> Texte présenté
-- -- --
Plongée dans l’apnée : alors, ces 30 mètres ?
Le pari était, pour un amateur, de « passer ce mur »
Quand un champion du monde d’apnée sort : je suis sûr que tu peux atteindre les 30 mètres, on se dit… pourquoi pas. En plus, en tant que journaliste, cela donne des idées d’articles. Et voilà, après un stage d’une semaine c’est le moment du bilan. Ai-je fait mentir Umberto Pelizzari, ou pas ?
Sur le papier, je peux aller à 30 mètres. C’est un ratio que l’on peut calculer en fonction de mon apnée statique. Mais la plongée n’est pas une chose totalement mathématique pour laquelle un seul paramètre serait déterminant. Il faut prendre en compte une palanquée de trucs. Est-ce que l’on est capable de compenser au fur et à mesure que l’on descend ? Est-ce que l’on est suffisamment relaxé ? La peur est-elle en train de monter au fur et à mesure que l’on descend ? Quelles sont les conditions de la mer ? A-t-on bien préparé la descente en surface avant le plongeon ?
Je me suis présenté au stage avec beaucoup de certitudes et une série de questionnements.
-- -- --
> Matériel
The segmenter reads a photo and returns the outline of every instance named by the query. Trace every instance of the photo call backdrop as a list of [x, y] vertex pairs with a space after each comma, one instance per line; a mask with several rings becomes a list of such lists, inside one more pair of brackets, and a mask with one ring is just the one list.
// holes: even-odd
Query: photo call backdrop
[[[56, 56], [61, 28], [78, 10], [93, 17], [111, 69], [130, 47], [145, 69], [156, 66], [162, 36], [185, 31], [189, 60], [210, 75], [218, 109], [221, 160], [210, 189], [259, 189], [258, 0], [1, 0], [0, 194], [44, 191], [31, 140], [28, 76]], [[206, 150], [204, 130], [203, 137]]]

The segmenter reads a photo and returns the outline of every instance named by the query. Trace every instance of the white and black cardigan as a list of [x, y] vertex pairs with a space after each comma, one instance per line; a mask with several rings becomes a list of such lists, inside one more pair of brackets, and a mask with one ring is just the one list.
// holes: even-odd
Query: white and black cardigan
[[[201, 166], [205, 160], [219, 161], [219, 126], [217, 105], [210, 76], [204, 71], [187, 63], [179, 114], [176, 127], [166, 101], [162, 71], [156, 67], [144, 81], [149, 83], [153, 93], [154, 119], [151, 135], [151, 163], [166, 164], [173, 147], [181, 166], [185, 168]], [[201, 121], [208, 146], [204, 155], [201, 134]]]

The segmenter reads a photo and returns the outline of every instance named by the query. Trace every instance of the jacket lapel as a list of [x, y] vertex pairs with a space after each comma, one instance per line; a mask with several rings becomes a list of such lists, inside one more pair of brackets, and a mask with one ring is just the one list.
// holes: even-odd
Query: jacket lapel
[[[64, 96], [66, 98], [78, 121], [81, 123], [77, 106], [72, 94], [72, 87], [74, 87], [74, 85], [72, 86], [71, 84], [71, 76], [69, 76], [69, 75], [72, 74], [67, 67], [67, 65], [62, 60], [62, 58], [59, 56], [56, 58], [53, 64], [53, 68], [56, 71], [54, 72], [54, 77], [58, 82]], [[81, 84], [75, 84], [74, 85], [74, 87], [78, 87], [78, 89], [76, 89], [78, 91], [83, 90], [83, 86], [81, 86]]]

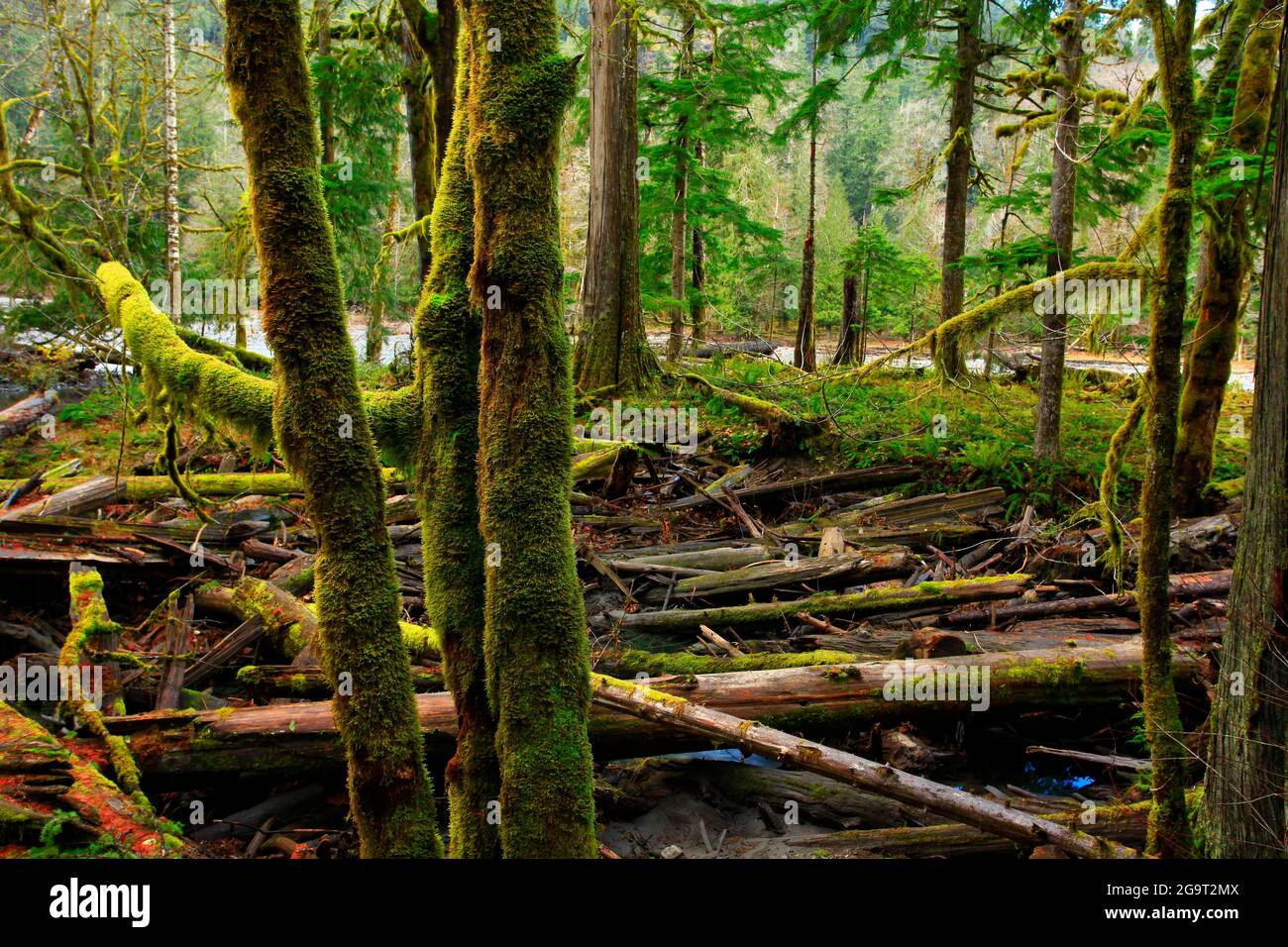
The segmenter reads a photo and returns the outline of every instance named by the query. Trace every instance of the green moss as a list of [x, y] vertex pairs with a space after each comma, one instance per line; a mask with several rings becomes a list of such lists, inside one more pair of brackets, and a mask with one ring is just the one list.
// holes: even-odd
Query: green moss
[[442, 853], [398, 626], [384, 484], [358, 390], [295, 0], [229, 0], [224, 75], [242, 126], [273, 349], [273, 432], [318, 533], [319, 657], [349, 763], [367, 857]]

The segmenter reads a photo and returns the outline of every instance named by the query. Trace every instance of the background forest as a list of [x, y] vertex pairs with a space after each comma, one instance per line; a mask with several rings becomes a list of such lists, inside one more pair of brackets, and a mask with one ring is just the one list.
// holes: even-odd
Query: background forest
[[[617, 676], [969, 653], [1002, 713], [1104, 713], [1048, 755], [1139, 773], [1096, 787], [1130, 818], [984, 798], [965, 727], [908, 741], [988, 763], [891, 798], [1027, 850], [1282, 856], [1282, 701], [1226, 688], [1288, 679], [1282, 32], [1274, 0], [9, 0], [0, 533], [72, 624], [0, 627], [111, 658], [81, 737], [162, 848], [234, 831], [148, 821], [189, 800], [144, 794], [143, 710], [209, 727], [197, 778], [274, 713], [301, 767], [337, 733], [363, 856], [661, 856], [595, 769], [640, 719], [877, 795], [911, 751], [862, 674], [823, 684], [846, 720]], [[194, 609], [240, 622], [200, 657]]]

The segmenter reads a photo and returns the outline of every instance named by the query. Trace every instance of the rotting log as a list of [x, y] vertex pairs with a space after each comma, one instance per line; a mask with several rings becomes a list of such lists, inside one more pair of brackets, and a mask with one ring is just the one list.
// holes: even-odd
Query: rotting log
[[[1145, 844], [1148, 804], [1097, 805], [1095, 821], [1083, 822], [1083, 810], [1043, 816], [1059, 826], [1079, 830], [1097, 839], [1140, 849]], [[960, 822], [933, 826], [849, 828], [827, 835], [801, 835], [788, 845], [811, 848], [851, 858], [952, 858], [957, 856], [1014, 856], [1032, 845], [1001, 837]]]
[[611, 611], [607, 616], [623, 631], [689, 634], [699, 625], [712, 627], [732, 625], [739, 629], [781, 625], [797, 612], [860, 618], [927, 606], [947, 609], [967, 602], [1015, 598], [1023, 594], [1028, 584], [1029, 577], [1024, 575], [988, 576], [944, 582], [921, 582], [909, 589], [895, 586], [848, 594], [820, 593], [792, 602], [766, 602], [719, 608], [672, 608], [662, 612]]
[[121, 854], [158, 858], [183, 854], [183, 839], [166, 835], [155, 817], [100, 772], [106, 759], [88, 741], [72, 751], [39, 724], [0, 701], [0, 858], [40, 845], [45, 825], [58, 813], [59, 845], [108, 839]]
[[1082, 858], [1132, 858], [1137, 853], [1126, 845], [1095, 839], [1084, 832], [1009, 808], [989, 799], [972, 796], [920, 776], [903, 773], [862, 756], [795, 737], [720, 710], [629, 684], [601, 674], [591, 675], [595, 702], [665, 723], [696, 736], [728, 742], [770, 759], [827, 776], [869, 792], [918, 805], [965, 825], [1025, 844], [1051, 844]]
[[905, 546], [876, 546], [857, 553], [792, 559], [746, 566], [729, 572], [712, 572], [679, 580], [670, 591], [653, 589], [641, 602], [659, 603], [670, 598], [675, 604], [684, 599], [710, 599], [744, 595], [808, 582], [811, 586], [836, 588], [858, 585], [895, 576], [905, 576], [916, 560]]
[[[1105, 648], [1057, 648], [971, 655], [947, 660], [869, 661], [733, 674], [650, 679], [650, 687], [680, 694], [743, 719], [757, 719], [811, 736], [866, 733], [873, 723], [896, 724], [927, 716], [974, 718], [961, 701], [887, 701], [894, 674], [927, 675], [936, 669], [988, 667], [987, 713], [1051, 711], [1061, 707], [1117, 711], [1140, 684], [1140, 642]], [[1173, 673], [1186, 680], [1200, 661], [1177, 652]], [[455, 751], [456, 713], [450, 693], [416, 696], [426, 749], [440, 759]], [[193, 773], [241, 776], [334, 772], [341, 763], [330, 701], [279, 703], [218, 711], [151, 713], [109, 718], [149, 778], [184, 780]], [[699, 737], [596, 706], [591, 745], [600, 759], [708, 747]]]

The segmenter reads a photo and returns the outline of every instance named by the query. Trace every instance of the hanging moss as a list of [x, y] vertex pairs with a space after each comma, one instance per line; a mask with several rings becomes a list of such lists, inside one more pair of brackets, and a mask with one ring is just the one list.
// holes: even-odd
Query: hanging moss
[[[590, 665], [569, 517], [558, 131], [576, 88], [553, 0], [471, 0], [470, 287], [483, 316], [479, 512], [506, 857], [592, 858]], [[489, 48], [491, 45], [491, 48]]]
[[470, 300], [474, 186], [465, 169], [469, 31], [457, 35], [456, 120], [434, 197], [433, 264], [416, 309], [422, 403], [416, 495], [421, 504], [425, 608], [440, 631], [443, 676], [456, 702], [456, 754], [447, 765], [453, 858], [496, 858], [489, 803], [501, 796], [496, 725], [483, 652], [483, 537], [477, 481], [482, 316]]
[[273, 349], [277, 443], [318, 533], [316, 597], [365, 857], [438, 856], [384, 484], [358, 392], [296, 0], [228, 0], [224, 75], [242, 125]]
-- -- --
> Exercices
• 1. Relevez toutes les questions posées dans le paragraphe du texte sur l'apnée qui commence par « Sur le papier ».
• 2. Dans les rangées, convertissez le passage allant de la ligne qui contient « of the white » jusqu'à celle qui contient « 763], [367, 857]] », toutes deux comprises, en une liste JSON de chaînes, une chaîne par ligne. Omettez les lignes vides et les images.

> Résultats des exercices
• 1.
- Est-ce que l'on est capable de compenser au fur et à mesure que l'on descend ?
- Est-ce que l'on est suffisamment relaxé ?
- La peur est-elle en train de monter au fur et à mesure que l'on descend ?
- Quelles sont les conditions de la mer ?
- A-t-on bien préparé la descente en surface avant le plongeon ?

• 2.
[
  "The segmenter reads a photo and returns the outline of every instance named by the query. Trace every instance of the white and black cardigan as a list of [x, y] vertex pairs with a space after each comma, one instance per line; a mask with several rings becomes a list of such lists, inside one more pair of brackets, and a mask with one ring is just the one list.",
  "// holes: even-odd",
  "Query: white and black cardigan",
  "[[[201, 166], [205, 160], [219, 161], [219, 126], [217, 105], [210, 76], [204, 71], [187, 63], [179, 114], [176, 127], [166, 101], [162, 71], [156, 67], [144, 81], [149, 83], [153, 93], [154, 119], [151, 135], [151, 163], [166, 164], [173, 147], [181, 166], [185, 168]], [[201, 121], [208, 146], [204, 155], [201, 134]]]",
  "The segmenter reads a photo and returns the outline of every instance named by the query. Trace every instance of the jacket lapel as a list of [x, y] vertex pairs with a space after each comma, one instance per line; a mask with several rings becomes a list of such lists, inside one more pair of brackets, and a mask with one ring is just the one list.",
  "// holes: even-odd",
  "Query: jacket lapel",
  "[[[64, 96], [66, 98], [78, 121], [81, 123], [77, 106], [72, 94], [72, 87], [74, 87], [74, 85], [72, 86], [71, 84], [71, 76], [69, 76], [69, 75], [72, 74], [67, 67], [67, 65], [62, 60], [62, 58], [59, 56], [56, 58], [53, 64], [53, 68], [56, 71], [54, 72], [54, 77], [58, 82]], [[81, 84], [75, 84], [74, 85], [74, 87], [78, 87], [78, 89], [76, 89], [78, 91], [83, 90], [83, 86], [81, 86]]]",
  "The segmenter reads a photo and returns the outline of every instance named by the query. Trace every instance of the green moss as a list of [x, y] vertex pairs with a space after each comma, one instance per line; a mask with several rings becomes a list of such lists, inside one more pair of brackets, and a mask with one ring is just the one list.",
  "// holes: even-odd",
  "Query: green moss",
  "[[442, 853], [398, 626], [384, 484], [358, 390], [295, 0], [229, 0], [224, 75], [242, 126], [273, 349], [273, 432], [318, 533], [319, 657], [349, 763], [367, 857]]"
]